### Text excerpt:
####

Re: [BISECTED, REGRESSION] Successful resume from suspend but freezesafter I/O

From: Yinghai Lu
Date: Mon Dec 07 2009 - 18:06:17 EST


Volker Lanz wrote:
> On Monday 07 December 2009 20:23:08 Yinghai Lu wrote:
>> Volker Lanz wrote:
>>> On Monday 07 December 2009 19:24:02 Yinghai Lu wrote:
>>>> Volker Lanz wrote:
>>>>> Hi,
>>>>>
>>>>> updating to my distro's new 2.6.31 kernel on an x86_64 quad core
>>>>> machine with 6 GB of RAM I noticed resuming from suspend still worked
>>>>> as before, but the machine will now reproducably freeze (have to hard
>>>>> reset) afterwards as soon as I do something disk I/O heavy, though the
>>>>> problem is probably not related to disk activity at all.
>>>>>
>>>>> A current mainline 2.6.32 checkout shows the same behaviour.
>>>>>
>>>>> I git-bisected the problem to this commit:
>>>>>
>>>>>
>>>>> -----------------------------------------------------------------------
>>>>> -- ---- commit 78a8b35bc7abf8b8333d6f625e08c0f7cc1c3742
>>>>> Author: Yinghai Lu <yinghai@xxxxxxxxxx>
>>>>> Date: Thu Mar 12 22:36:01 2009 -0700
>>>>>
>>>>> x86: make e820_update_range() handle small range update
>>>>>
>>>>> Impact: enhance e820 code to handle more cases
>>>>>
>>>>> Try to handle new range which could be covered by one entry.

####

### Data extract:
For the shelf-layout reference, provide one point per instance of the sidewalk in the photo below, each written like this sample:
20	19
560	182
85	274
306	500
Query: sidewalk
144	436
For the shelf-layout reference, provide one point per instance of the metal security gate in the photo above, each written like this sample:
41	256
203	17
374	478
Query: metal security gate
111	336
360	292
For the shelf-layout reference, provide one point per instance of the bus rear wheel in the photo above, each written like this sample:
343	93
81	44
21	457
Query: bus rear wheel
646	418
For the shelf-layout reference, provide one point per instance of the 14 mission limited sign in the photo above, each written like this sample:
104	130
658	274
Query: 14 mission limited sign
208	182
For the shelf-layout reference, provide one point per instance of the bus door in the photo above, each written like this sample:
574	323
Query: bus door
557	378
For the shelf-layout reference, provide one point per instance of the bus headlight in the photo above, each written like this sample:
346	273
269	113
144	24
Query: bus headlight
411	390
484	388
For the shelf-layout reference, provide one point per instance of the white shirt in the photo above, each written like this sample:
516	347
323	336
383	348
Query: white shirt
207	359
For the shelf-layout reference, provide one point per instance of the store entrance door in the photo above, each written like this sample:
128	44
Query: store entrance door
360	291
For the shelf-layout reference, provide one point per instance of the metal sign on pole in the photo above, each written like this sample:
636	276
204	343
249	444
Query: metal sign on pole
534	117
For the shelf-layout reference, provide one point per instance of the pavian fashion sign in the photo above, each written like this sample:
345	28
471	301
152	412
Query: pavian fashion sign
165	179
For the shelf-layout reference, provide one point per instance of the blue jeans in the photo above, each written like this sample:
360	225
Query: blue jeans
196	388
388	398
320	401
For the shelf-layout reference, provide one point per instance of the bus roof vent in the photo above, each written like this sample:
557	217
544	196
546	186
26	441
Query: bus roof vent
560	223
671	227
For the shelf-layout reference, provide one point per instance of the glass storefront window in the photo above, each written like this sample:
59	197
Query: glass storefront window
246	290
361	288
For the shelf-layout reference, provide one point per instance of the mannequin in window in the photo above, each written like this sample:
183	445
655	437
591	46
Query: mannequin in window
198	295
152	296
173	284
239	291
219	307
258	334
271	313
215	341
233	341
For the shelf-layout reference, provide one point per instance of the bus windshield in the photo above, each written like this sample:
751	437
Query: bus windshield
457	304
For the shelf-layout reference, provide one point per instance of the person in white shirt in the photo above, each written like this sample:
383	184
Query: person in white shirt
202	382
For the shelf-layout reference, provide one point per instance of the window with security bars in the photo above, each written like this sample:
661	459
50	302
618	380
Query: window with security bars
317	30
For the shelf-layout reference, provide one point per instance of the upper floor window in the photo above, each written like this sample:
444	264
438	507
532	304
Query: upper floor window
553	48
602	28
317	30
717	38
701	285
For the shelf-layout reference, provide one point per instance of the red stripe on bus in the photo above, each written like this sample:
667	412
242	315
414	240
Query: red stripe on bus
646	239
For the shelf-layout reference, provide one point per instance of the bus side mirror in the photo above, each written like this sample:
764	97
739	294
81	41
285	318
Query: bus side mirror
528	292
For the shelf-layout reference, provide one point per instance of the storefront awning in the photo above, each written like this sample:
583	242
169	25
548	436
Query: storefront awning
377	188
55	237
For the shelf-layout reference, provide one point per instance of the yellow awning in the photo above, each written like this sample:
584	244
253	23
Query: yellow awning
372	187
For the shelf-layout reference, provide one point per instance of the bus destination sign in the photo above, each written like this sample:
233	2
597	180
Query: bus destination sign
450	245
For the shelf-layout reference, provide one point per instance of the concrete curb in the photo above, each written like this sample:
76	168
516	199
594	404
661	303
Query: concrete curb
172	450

####

### Your instructions:
How much RAM does the machine in the kernel mailing list message have? The listing has no connection to the kernel mailing list message.

### Task solution:
6 GB